■ TEXT BLOCK ■
Tech Industry’s Private Commuter Buses Reshape Housing, Hiring

SAN FRANCISCO (Los Angeles Times/MCT) —

It’s becoming a familiar scene in everybody’s favorite city – luxury shuttles with wi-fi and plush seats, barreling past sluggish, dilapidated city buses crammed with local residents standing elbow to elbow.

The nerd convoy, ferrying workers to technology companies in Silicon Valley, has raised the ire of civic activists who see it as a symbol of a divide between the haves and have-nots, as the region’s tech boom has sent housing costs and evictions soaring.

But as heated as that backlash has become at times, it has obscured a much broader story that these buses have to tell, about changes sweeping across not just San Francisco but the entire Bay Area.

Tech giants are building massive new headquarters to the south of this city, in communities with no ability or desire to create additional housing. With the region’s public transportation systems unable to keep pace with this growth, the tech boom has led to a private transportation boom.

Tech companies are spending tens of millions of dollars on hundreds of shuttles that transport thousands of increasingly far-flung employees to their Silicon Valley offices. In just a few years, this network has blossomed into what many transportation experts believe is the largest of its kind in the country.

For tech companies, the shuttles are key to competing for talent. And they are part of broader, environmentally-focused efforts to get employees out of their cars and into traffic-reduction programs often required by local communities as a condition for approving expansions.

Yet critics are questioning whether this ad hoc system is the best way to solve the region’s transportation woes. Some argue the private mass transit system is taking money away from public transportation, while enabling municipalities in Silicon Valley to greenlight major tech expansions, without building housing.

San Francisco, increasingly attractive to the young workers tech companies covet, can expect to see more of these shuttles barreling down its streets in the coming years, the critics say.

“I assume these companies were well-intentioned when they designed these programs,” said Susan Shaheen, co-director of the transportation sustainability research center at the University of California-Berkeley. “But this is what happens when something scales. The impact is very different.”

■ SOURCE MATERIAL ■
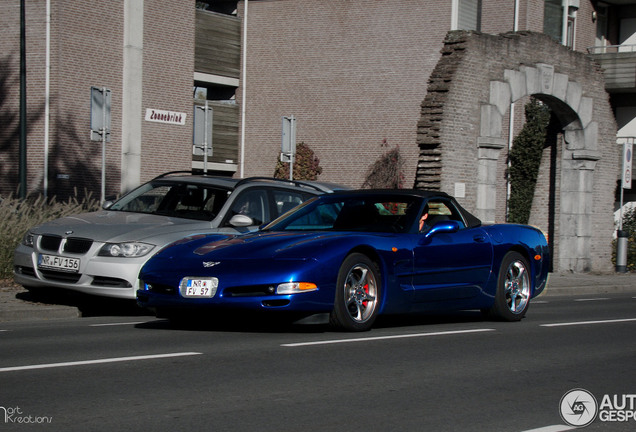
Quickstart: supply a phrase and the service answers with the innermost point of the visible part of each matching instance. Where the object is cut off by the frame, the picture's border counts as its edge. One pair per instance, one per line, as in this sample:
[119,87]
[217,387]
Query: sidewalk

■ LIST OF TASKS ■
#1 In the article on tech commuter shuttles, condense the paragraph that begins "Tech companies are spending tens of millions" into one shorter sentence that keeps its main facts.
#2 From the shuttle article above, copy the passage between "Tech Industry’s Private" and "entire Bay Area.", inclusive.

■ RESPONSES IN ORDER ■
#1 Tech companies are spending tens of millions of dollars on hundreds of shuttles that carry thousands of widely dispersed employees to Silicon Valley, creating within a few years what many transportation experts consider the nation's largest network of its kind.

#2
Tech Industry’s Private Commuter Buses Reshape Housing, Hiring

SAN FRANCISCO (Los Angeles Times/MCT) —

It’s becoming a familiar scene in everybody’s favorite city – luxury shuttles with wi-fi and plush seats, barreling past sluggish, dilapidated city buses crammed with local residents standing elbow to elbow.

The nerd convoy, ferrying workers to technology companies in Silicon Valley, has raised the ire of civic activists who see it as a symbol of a divide between the haves and have-nots, as the region’s tech boom has sent housing costs and evictions soaring.

But as heated as that backlash has become at times, it has obscured a much broader story that these buses have to tell, about changes sweeping across not just San Francisco but the entire Bay Area.